RECORDS PROVIDED —
· · · · ·

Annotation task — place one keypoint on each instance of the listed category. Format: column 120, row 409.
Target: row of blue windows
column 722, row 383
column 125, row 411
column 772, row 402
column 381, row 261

· · · · ·

Reproduce each of the items above line for line, with no change to any word or number.

Annotation task — place one keypoint on each instance of the listed category. Format: column 120, row 409.
Target: row of blue windows
column 722, row 383
column 125, row 411
column 772, row 402
column 381, row 261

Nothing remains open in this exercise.